--- Begin ---

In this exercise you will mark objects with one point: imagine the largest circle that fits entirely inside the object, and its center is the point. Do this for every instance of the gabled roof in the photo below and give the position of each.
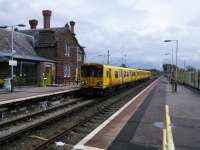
(35, 34)
(23, 45)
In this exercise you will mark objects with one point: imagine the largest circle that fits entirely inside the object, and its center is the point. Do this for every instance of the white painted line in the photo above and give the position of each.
(35, 96)
(81, 144)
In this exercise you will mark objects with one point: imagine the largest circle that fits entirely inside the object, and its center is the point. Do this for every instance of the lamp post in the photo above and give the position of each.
(176, 59)
(12, 48)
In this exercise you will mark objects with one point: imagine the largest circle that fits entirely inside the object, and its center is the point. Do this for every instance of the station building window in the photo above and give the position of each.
(67, 71)
(67, 49)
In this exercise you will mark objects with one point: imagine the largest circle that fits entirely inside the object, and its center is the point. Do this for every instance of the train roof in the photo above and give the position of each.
(109, 66)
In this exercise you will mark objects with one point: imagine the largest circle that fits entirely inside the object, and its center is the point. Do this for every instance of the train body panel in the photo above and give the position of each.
(100, 76)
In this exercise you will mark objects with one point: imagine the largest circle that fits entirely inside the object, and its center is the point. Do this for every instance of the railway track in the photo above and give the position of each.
(73, 127)
(74, 134)
(13, 127)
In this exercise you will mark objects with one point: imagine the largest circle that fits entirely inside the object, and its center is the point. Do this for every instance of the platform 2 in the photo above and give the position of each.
(27, 93)
(138, 125)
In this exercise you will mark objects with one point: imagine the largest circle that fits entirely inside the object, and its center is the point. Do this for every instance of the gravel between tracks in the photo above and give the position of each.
(101, 110)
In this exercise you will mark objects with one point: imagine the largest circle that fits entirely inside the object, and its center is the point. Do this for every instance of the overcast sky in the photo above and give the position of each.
(135, 28)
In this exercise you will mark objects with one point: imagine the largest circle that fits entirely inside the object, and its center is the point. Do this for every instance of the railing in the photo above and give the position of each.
(168, 142)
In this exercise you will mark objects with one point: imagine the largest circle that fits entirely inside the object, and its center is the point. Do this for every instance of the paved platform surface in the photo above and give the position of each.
(31, 92)
(142, 130)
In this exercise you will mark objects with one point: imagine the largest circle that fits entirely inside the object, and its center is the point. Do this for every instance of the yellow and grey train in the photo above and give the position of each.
(100, 77)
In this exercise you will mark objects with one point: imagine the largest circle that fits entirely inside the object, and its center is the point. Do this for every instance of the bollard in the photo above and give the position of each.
(167, 142)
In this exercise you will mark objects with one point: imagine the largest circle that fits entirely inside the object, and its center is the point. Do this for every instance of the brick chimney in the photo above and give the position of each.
(46, 18)
(72, 23)
(33, 23)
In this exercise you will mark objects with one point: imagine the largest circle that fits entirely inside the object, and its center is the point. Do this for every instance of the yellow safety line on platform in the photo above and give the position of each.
(168, 142)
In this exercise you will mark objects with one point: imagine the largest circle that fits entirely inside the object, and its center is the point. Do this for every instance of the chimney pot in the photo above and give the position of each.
(33, 23)
(72, 24)
(46, 17)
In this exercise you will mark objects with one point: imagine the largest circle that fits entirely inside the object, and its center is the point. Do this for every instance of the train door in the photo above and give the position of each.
(121, 76)
(110, 77)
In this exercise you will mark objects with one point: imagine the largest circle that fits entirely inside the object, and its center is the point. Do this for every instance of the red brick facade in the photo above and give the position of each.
(60, 45)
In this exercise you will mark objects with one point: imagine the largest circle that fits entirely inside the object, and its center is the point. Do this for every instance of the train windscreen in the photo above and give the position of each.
(92, 71)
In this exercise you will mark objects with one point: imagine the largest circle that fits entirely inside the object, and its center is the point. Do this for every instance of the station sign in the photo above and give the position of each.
(12, 63)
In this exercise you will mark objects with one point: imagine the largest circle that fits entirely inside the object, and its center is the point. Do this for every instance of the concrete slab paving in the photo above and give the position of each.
(143, 130)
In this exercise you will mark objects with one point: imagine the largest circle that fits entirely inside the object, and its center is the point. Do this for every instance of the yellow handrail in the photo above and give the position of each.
(168, 142)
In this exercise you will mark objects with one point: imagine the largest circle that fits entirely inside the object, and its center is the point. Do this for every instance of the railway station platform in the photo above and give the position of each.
(138, 124)
(27, 93)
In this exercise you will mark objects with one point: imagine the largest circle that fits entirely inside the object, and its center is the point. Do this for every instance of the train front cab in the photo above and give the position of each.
(91, 76)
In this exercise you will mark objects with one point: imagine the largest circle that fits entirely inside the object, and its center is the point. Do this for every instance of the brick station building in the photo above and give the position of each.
(57, 47)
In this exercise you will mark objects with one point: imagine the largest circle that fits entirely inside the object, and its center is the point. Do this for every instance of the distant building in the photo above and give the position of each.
(54, 52)
(58, 44)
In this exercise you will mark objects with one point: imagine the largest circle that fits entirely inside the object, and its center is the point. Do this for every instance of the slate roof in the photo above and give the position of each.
(23, 45)
(35, 34)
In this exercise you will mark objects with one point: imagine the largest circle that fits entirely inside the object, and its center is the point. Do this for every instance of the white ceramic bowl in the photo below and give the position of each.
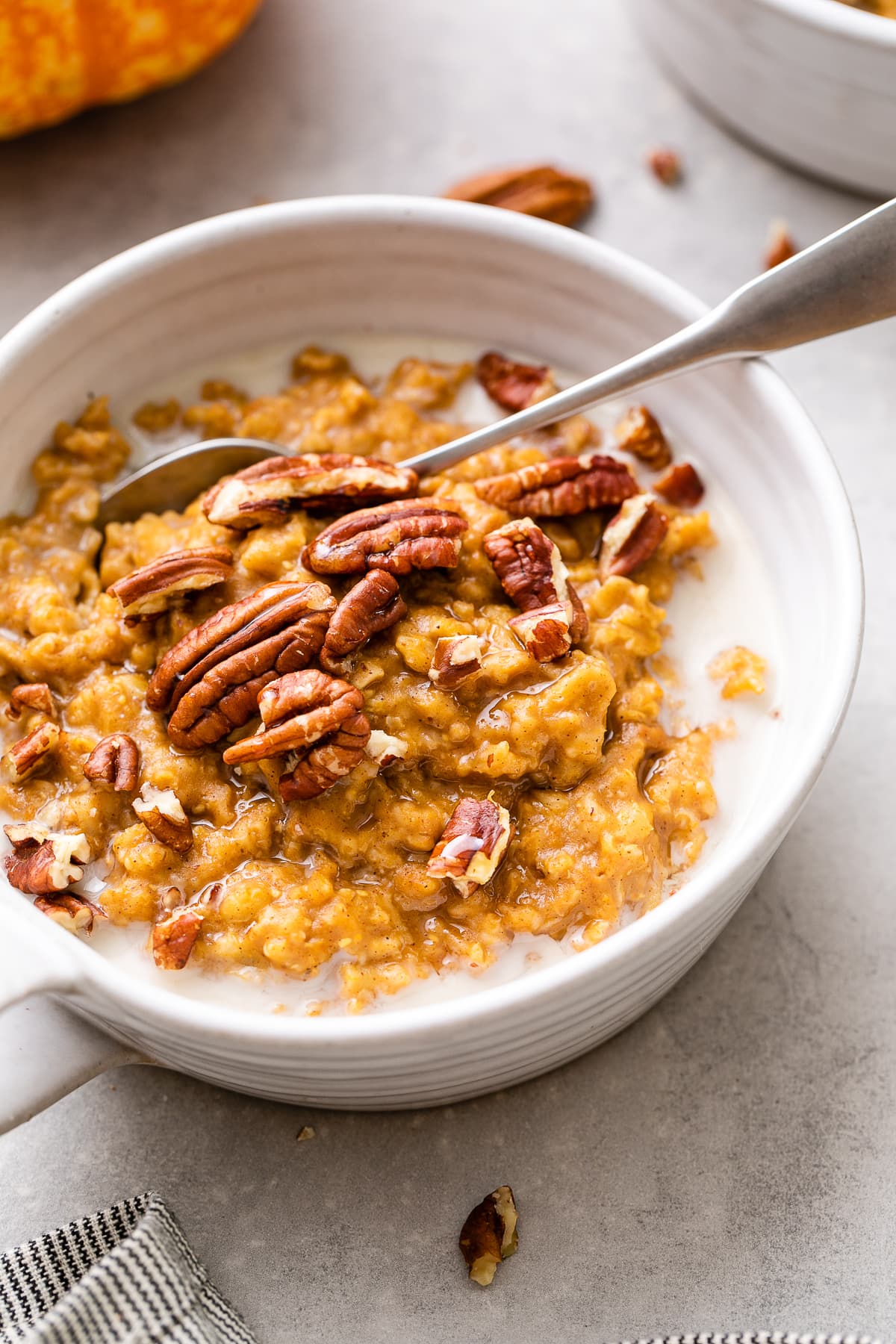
(810, 81)
(438, 268)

--- End ---

Your instructions:
Lay out all the rows above as a Markdown table with two columns, "Number" and "Line", giving each line its own numbered row and skipping blank lines. Leave the pictures out of the table.

Complete output:
| Number | Line |
|---|---|
| 1 | In this exercise you will mark objects with one point: imagine the largest circle that fits entirely inside the object, and its center is the point. Do this for every instance of the gabled roof in the photo below and give the position of each. |
| 2 | (35, 34) |
| 3 | (23, 45) |
| 4 | In this exercise you will mark objects with one point: imagine the largest circle that fits entirely inside the object, and its center is the point. Do this for every instance of the white painted line in the photo above and give the position of each. |
| 5 | (35, 96) |
| 6 | (81, 144) |
| 7 | In this exercise you will mark objects with one point: imagine the largest circle that fits entirely inside the object, and its center is the point. Do this for every instance of the lamp post in the photo above and give the position of each. |
| 8 | (176, 59) |
| 9 | (12, 48) |
| 10 | In this exercise you will mark objects with one point: imagine the largest circle that fits entirely inside the object, and its center is the point. Do this for every instance of the station building window in the photo above and give the position of each. |
| 11 | (67, 71) |
| 12 | (67, 49) |
| 13 | In this exercise you will mark objects with one point: imagine the largest circle that fits entirely inside the object, and its center is the point. Do this for every instance of the train roof in the photo above and give the position of each. |
| 14 | (109, 66) |
| 15 | In this exercise you will mark objects with one point: imagine the largest circle that fits entirely inside the object, and its center is the point. Do this for every instance of the train body panel in the photo above and give the position of each. |
| 16 | (100, 76) |
| 17 | In this exercise you will mark objects with one point: imagine the largest circle that fits entirely inside the object, and its center is the point. Do this for every instance of the railway track in the photo above and give the position of each. |
| 18 | (73, 127) |
| 19 | (74, 134) |
| 20 | (13, 127) |
| 21 | In this exercise you will mark objects with one point: imagine the largest circle that fits entirely inside the object, and its center is the point. Do this for every instance of the platform 2 in the photo above and give the position of each. |
| 22 | (27, 93) |
| 23 | (138, 125) |
| 24 | In this exercise you will mark objects with one point: imagine the largest circle that fits entirely inside the object, and its center is the point. Do this for every instance of the gravel between tracks in the photo above and give the position of each. |
| 25 | (101, 110) |
| 26 | In this exercise you will mark objects with one point: imagine the largest circle that fits entirely inside the object, and its center is the point. Do this for every instance of the overcast sky in the photo above and give the position of each. |
| 27 | (135, 28) |
| 28 | In this exercise you will mark objects with one point: imagine the largest circle that fits entirely inside the object, and its center is the point. Do this for every instance of the railing in the photo above and give the position of each. |
| 29 | (168, 142) |
| 30 | In this exercise you will mark objects with one point: imagine the largest circle that fits entirely inside the object, and its center is the point. Do this for every instance of the paved platform surface in the photo above and give the position of each. |
| 31 | (31, 92) |
| 32 | (142, 130) |
| 33 | In this exercise you will mark objects with one point: imagine the largest circle that fits entirely inside the object, and its center is the point. Do this for every instance of the yellow and grey train in the photo above and give the position of each. |
| 34 | (100, 77) |
| 35 | In this exercise you will mark objects with one point: imagine the largest circle that fits entirely inside the object, and its center is the point. Do this for every instance of the bollard in the photo above and give the position of each. |
| 36 | (167, 142) |
| 37 | In this exercise you will mark objects with one point: imagine the largest circle that fits entirely inside the object, and its center is the point. Do this for every instance of the brick chimney in the photo above and give the position of each. |
| 38 | (46, 18) |
| 39 | (72, 23) |
| 40 | (33, 23) |
| 41 | In this exercise you will mark objects with one point: imagine the largest circle that fits entirely inside the object, and its center is the point. Do this for every instance of the yellow safety line on platform in the photo above and give the position of each. |
| 42 | (168, 142) |
| 43 | In this exercise you will mark objects with one point: imagine the largest circle that fits entirely inside the object, and its center is the point. Do this for every instance of the chimney pot in the photo above and give the position of each. |
| 44 | (33, 23) |
| 45 | (72, 24) |
| 46 | (46, 17) |
| 47 | In this exercise you will mark objects with one point: imagine the largest circle that fits entirely inside the object, and its center is the point. Do this for every instance of the train door in the photo above and give the position of each. |
| 48 | (121, 76) |
| 49 | (110, 77) |
| 50 | In this exercise you will mark objects with one point: imagine the largest circle that fits entirely inside the object, and its center is the point. Do this for every instance of the red brick facade in the photo above and give the position of each. |
| 51 | (60, 45) |
| 52 | In this exercise you will mark objects with one point: imagine the largest circle that fits entirely inside the object, and its center is the point. Do this for every instance of the train windscreen in the photo above and give the position of each. |
| 53 | (92, 71) |
| 54 | In this exercise you will mark objects with one point: imagine the largest circle that fits entirely inside the object, and its center is the point. Do this for every instance of the station sign in the photo above and give the position of each. |
| 55 | (12, 63) |
| 56 | In this exercise you will mark objects with one point: imagine the largest circle that fits entirely inside the object, and its center is the point. Do this for every instance of the concrete slab paving in the photo above and give the position of each. |
| 57 | (143, 130) |
| 58 | In this exercise you will mark objects with one point: imagine the largest circle that fits entirely inside the object, and its center is the point. Do this for every instance of the yellow handrail in the photo above and give the position of each. |
| 59 | (168, 142) |
| 60 | In this exercise you will mark objects with one point: imagine the largest circle that fits entirely inside the object, and its center is the point. Do this for every instance of the railway station platform in the photo above and give the position of each. |
| 61 | (138, 124) |
| 62 | (27, 93) |
| 63 | In this exercise you will mark objects with one point: imagine the largest circle that fits entirely inside the object, and its center is the point. Do this for every instance of the train front cab in the photo above and give the position of each. |
| 64 | (91, 76) |
| 65 | In this exercise you will mark objects with one point: imagine the largest circle that fits entirely inside the object, and its center is the point. Do this for every instance of the brick station building in the photo above and give the position of each. |
| 66 | (57, 47) |
| 67 | In this exercise you will mark objects with one point: imagine the largest circle that fits entirely inside the object, and its center is the point. Do this for every instance of the distant building in the photo above and give the position of each. |
| 68 | (54, 52) |
| 69 | (58, 44) |
| 70 | In this exercise you will mark objects with one point: imagine the largest circle that fits entirely inside the object, and its center is the point. Do this for every instance of the slate roof in the photo above and give the position of each. |
| 71 | (23, 45) |
| 72 | (35, 34) |
| 73 | In this exercise you will mark objects with one point: imagine the largest circle that fits entirely inside the object, and its center is the point. Do this for every instance of the white ceramic bowl in the photo below and give the position of each. |
| 74 | (810, 81) |
| 75 | (438, 268) |